## start Records supplied
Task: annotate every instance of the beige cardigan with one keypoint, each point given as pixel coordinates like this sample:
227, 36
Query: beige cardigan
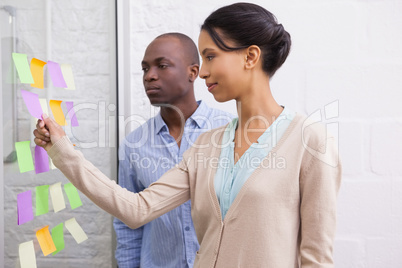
283, 217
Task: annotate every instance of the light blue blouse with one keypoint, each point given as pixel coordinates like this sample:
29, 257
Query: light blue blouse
230, 177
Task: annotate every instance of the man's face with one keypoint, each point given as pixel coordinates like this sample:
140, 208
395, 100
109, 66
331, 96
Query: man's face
166, 71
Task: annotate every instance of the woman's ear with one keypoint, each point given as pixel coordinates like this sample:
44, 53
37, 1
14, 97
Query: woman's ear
252, 57
194, 69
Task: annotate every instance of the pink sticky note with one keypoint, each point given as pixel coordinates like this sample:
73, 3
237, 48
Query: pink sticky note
24, 207
55, 74
71, 113
32, 102
41, 160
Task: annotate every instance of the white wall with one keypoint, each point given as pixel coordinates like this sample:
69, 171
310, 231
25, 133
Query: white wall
## end Records supplied
- [Given exercise]: Can you copy out all of the rows above word for word, leaving out the pictures?

- [Output for this task]:
Task: annotate every instance of the beige cardigan with one keypoint, each point given as pixel coordinates like this sample:
227, 36
Query: beige cardigan
283, 217
Task: annotate every instance of the light blue blouse with one keypoint, each point given as pixel coordinates like this sample:
29, 257
Query: light blue blouse
230, 177
Task: annotate every instance of the man's face with one keypoint, each point given as pixel coordinates like this sample:
140, 208
395, 100
109, 66
331, 96
Query: man's face
166, 71
Task: annotate every instance of the woman's ear with one keypoint, each point given as pixel coordinates like this sample:
44, 53
37, 1
14, 97
Query: woman's ear
252, 57
194, 69
Task: annotate every instance of the pink sticky note with one keypoint, each point given as pixel coordinates like this sample:
73, 3
237, 48
Query: pink sticky note
24, 207
55, 74
71, 113
32, 102
41, 160
Task: annotate every instance of the white wall with one keypoint, each point given as pixel coordinates like this sample:
69, 171
310, 231
25, 133
Query: white wall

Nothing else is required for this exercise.